— START —

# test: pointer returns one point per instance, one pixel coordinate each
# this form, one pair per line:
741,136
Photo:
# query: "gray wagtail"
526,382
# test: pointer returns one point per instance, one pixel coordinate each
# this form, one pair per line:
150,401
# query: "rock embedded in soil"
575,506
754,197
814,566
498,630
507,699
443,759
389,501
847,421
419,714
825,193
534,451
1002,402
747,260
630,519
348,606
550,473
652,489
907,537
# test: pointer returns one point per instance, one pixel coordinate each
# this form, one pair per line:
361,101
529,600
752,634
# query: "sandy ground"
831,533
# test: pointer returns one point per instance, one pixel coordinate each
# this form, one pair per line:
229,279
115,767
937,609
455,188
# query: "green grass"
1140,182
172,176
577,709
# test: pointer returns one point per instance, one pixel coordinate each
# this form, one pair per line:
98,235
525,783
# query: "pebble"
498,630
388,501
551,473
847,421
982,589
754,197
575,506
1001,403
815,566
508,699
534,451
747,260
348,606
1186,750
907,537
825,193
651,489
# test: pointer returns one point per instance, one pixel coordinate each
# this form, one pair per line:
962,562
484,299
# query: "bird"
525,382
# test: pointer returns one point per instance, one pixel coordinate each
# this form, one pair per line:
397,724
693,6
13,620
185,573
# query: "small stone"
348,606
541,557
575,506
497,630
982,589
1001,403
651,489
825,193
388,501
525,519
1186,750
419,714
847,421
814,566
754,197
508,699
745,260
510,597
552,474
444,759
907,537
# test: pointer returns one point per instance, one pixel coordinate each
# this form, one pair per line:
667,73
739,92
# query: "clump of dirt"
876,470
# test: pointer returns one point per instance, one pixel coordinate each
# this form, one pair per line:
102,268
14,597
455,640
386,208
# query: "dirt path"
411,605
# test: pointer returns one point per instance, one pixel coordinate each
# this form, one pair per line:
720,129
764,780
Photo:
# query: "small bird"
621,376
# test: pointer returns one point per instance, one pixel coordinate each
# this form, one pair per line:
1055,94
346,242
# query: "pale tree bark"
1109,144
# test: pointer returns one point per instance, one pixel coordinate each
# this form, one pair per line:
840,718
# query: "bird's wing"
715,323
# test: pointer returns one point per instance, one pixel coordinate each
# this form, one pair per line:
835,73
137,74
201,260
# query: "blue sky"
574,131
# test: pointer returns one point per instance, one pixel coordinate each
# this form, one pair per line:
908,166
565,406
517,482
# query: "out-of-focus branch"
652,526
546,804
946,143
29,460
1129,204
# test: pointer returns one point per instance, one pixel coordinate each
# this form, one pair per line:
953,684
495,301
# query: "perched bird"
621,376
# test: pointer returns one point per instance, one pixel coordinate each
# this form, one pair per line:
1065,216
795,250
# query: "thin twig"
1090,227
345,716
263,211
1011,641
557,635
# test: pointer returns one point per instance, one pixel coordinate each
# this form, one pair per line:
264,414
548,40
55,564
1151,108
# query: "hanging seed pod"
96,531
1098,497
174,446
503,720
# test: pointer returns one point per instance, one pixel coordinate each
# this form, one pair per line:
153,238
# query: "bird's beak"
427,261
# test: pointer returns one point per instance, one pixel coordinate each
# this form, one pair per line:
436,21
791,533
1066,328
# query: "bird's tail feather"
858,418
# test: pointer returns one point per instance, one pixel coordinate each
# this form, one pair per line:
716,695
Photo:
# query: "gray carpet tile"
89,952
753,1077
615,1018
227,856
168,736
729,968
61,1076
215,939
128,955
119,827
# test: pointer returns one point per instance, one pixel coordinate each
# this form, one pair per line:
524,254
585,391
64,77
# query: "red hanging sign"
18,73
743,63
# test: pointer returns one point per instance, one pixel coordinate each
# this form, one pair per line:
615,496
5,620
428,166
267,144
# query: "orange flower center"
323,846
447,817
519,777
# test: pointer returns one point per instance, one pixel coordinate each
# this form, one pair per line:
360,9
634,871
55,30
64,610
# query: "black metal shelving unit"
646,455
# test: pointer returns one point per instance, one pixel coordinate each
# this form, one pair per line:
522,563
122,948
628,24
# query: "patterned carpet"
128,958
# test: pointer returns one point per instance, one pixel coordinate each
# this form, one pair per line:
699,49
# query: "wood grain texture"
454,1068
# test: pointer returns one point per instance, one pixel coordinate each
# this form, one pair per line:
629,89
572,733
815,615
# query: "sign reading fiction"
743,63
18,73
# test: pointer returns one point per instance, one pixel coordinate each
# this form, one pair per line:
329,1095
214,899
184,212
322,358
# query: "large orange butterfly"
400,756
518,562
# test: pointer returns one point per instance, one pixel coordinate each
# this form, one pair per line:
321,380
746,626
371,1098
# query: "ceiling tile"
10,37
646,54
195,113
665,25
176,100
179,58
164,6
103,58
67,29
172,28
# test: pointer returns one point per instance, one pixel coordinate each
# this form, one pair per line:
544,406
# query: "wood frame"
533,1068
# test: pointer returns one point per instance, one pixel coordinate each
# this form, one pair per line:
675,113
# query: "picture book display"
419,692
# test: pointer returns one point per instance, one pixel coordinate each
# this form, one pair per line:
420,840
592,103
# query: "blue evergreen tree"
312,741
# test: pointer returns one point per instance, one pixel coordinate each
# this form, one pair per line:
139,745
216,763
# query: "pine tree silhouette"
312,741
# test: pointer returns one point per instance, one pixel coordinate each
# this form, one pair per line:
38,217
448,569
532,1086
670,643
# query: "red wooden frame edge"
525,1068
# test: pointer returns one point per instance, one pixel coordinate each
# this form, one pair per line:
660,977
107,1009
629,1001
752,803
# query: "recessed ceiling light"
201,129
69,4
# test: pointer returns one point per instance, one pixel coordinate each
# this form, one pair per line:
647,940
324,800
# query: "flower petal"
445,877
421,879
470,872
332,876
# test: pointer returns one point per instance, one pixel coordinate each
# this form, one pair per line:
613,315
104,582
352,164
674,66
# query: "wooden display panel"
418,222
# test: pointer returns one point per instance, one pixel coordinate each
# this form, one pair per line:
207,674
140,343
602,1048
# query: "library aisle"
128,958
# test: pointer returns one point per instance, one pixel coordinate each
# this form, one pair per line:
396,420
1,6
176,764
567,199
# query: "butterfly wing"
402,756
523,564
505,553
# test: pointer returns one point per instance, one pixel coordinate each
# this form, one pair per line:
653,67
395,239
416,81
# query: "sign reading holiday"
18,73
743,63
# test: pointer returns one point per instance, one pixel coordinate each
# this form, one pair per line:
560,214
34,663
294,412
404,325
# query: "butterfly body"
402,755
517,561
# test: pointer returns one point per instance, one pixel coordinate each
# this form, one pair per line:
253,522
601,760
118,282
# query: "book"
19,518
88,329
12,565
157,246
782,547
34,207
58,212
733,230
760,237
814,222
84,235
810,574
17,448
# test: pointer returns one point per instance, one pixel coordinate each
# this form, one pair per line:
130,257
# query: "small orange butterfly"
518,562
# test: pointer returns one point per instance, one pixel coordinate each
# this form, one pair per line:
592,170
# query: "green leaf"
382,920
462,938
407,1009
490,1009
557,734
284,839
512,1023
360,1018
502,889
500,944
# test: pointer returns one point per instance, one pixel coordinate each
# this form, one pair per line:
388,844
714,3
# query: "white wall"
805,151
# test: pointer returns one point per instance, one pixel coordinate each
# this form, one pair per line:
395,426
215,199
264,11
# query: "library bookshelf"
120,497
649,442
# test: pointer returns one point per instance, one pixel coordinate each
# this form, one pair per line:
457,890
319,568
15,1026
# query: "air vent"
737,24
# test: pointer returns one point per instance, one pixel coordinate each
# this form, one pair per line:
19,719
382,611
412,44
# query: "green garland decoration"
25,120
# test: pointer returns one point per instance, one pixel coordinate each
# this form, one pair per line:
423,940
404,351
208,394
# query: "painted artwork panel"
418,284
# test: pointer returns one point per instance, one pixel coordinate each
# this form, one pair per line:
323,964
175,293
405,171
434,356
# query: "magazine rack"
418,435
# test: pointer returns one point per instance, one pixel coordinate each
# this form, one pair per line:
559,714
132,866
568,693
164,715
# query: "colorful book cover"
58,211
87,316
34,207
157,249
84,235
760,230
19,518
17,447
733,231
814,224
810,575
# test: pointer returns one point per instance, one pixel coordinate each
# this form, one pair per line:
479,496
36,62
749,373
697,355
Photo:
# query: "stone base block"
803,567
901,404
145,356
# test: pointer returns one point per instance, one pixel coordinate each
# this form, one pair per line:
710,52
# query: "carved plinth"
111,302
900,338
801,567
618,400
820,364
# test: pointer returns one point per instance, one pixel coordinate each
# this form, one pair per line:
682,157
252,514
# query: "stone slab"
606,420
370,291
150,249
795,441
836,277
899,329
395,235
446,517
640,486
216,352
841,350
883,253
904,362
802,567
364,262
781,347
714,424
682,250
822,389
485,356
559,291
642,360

— END —

Brief:
Count how many lines in the listing above contain the string "butterfly", with uppercase and lowercase treated as different, and give only that number.

The answer:
4